Provided information:
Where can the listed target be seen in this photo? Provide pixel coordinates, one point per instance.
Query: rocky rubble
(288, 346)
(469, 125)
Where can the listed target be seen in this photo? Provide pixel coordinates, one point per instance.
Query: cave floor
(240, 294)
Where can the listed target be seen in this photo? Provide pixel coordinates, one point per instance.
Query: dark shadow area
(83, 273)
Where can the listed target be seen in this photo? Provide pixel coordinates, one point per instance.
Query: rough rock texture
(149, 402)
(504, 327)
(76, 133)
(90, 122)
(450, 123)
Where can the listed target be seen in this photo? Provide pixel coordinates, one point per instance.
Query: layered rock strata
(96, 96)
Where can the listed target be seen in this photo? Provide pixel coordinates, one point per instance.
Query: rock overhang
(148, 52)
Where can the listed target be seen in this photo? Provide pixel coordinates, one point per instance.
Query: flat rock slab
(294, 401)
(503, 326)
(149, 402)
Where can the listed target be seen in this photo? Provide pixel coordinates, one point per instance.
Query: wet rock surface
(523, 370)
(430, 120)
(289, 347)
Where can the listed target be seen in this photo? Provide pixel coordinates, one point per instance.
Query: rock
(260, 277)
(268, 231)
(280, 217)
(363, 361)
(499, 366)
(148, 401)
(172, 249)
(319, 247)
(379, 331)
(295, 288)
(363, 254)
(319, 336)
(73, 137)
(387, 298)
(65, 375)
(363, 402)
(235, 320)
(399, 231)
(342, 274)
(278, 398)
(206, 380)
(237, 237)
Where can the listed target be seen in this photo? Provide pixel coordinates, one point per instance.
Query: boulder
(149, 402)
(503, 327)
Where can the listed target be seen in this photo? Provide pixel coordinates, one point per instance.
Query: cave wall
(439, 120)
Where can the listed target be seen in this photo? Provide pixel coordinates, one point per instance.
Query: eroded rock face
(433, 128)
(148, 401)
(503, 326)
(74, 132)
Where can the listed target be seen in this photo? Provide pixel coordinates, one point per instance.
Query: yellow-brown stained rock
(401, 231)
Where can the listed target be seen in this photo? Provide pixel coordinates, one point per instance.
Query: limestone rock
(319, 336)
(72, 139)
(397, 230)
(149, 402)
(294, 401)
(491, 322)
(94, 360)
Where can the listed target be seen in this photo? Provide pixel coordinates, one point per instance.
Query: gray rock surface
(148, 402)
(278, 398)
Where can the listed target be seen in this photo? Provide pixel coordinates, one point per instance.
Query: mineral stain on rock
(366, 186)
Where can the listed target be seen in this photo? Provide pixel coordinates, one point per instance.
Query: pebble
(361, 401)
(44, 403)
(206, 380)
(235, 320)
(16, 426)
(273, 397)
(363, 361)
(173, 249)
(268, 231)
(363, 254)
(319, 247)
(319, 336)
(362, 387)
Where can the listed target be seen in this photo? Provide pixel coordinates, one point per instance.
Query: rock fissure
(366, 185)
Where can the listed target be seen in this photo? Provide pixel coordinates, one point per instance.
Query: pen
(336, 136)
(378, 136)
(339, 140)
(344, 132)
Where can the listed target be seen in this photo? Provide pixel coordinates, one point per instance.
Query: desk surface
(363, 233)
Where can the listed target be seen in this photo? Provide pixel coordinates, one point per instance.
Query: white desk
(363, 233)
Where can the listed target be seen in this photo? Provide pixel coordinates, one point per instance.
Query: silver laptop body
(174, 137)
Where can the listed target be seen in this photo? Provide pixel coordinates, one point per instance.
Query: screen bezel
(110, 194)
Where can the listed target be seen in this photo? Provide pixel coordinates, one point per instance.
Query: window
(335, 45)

Problem:
Your task is to print the whole listing again exactly.

Completed task:
Where can the listed target be seen in this photo? Provide pixel coordinates, one point per instance.
Query: rocky rubble
(288, 346)
(469, 125)
Where can the listed target be seen in this photo? Provide pixel coordinates, one point per instance.
Query: cave floor
(240, 294)
Where can the listed target be seen in this photo? Provide pixel coordinates, one point per instance.
Query: dark shadow area
(83, 273)
Where can the listed target be seen in this photo? Provide pixel coordinates, one point per instance.
Query: rough rock texture
(149, 402)
(504, 327)
(76, 133)
(90, 122)
(450, 123)
Where can the listed target be seen in this photo? Provide pixel coordinates, one point per instance.
Query: layered rock strata
(96, 96)
Where can the listed target be seen in this photo? Provide pixel coordinates, one point per instance.
Query: rock overhang
(148, 52)
Where can the listed target be seen in this photo? Provide pixel coordinates, one point per instance.
Query: flat rock slab
(294, 401)
(503, 326)
(149, 402)
Where can the listed target be seen in this photo? Provide pixel coordinates, one point per instance.
Query: wet rock surface
(523, 370)
(430, 120)
(289, 347)
Where can the listed target be seen in this photo? Provide pixel coordinates, one point per instance.
Query: rock
(260, 277)
(268, 231)
(280, 217)
(363, 361)
(499, 366)
(148, 401)
(172, 249)
(319, 247)
(379, 331)
(295, 288)
(363, 254)
(319, 336)
(73, 137)
(387, 298)
(65, 375)
(363, 402)
(235, 320)
(399, 231)
(342, 274)
(278, 398)
(206, 380)
(237, 237)
Where can the listed target be seen in this photo? Provide pixel coordinates, one point per instance.
Query: boulder
(149, 402)
(503, 327)
Where can the listed target be seen in this photo? Provide pixel coordinates, one point per instance.
Query: cave wall
(439, 120)
Where can the listed target be seen in this photo? Provide pixel coordinates, one point per instance.
Query: eroded rock face
(433, 128)
(148, 401)
(503, 326)
(74, 132)
Where can the listed target be seen in this photo? Provide pixel coordinates, one point per instance.
Query: yellow-brown stained rock
(401, 231)
Where can the listed target be seen in this photo? Provide pixel coordinates, one point per instance.
Query: limestone rock
(319, 336)
(72, 139)
(397, 230)
(149, 402)
(294, 401)
(491, 322)
(94, 360)
Where can the listed target be seen in this photo? Provide pixel coordinates, one point per instance.
Query: gray rock surface
(148, 402)
(278, 398)
Where can the listed target be seen in this photo? Provide pixel coordinates, one point per instance.
Query: mineral stain on rock
(366, 186)
Where can the listed target be seen in this photo? Provide pixel coordinates, one point per instance.
Query: pebble
(361, 401)
(44, 403)
(206, 380)
(235, 320)
(16, 426)
(273, 397)
(363, 361)
(173, 249)
(268, 231)
(363, 254)
(319, 247)
(319, 336)
(362, 387)
Where can the listed target be seen in this photo? Provide pixel coordinates, one point per instance.
Query: rock fissure
(366, 185)
Where can the listed target be seen in this photo? Provide pixel coordinates, one point per instance.
Query: pen
(336, 136)
(378, 136)
(339, 140)
(344, 132)
Where can the listed target be seen in this photo? Provide pixel coordinates, one point per instance.
Query: desk surface
(363, 233)
Where can the listed target be seen in this photo? Provide pixel coordinates, one point per instance.
Query: white desk
(363, 233)
Where can the listed target be seen in this photo? Provide pixel coordinates, one point per instance.
Query: silver laptop body
(174, 137)
Where can the listed target be seen in this photo? Provide pixel coordinates, one point per instance.
Query: screen bezel
(110, 194)
Where can the listed target be seen in this photo? Provide pixel coordinates, one point per instance.
Query: window
(335, 45)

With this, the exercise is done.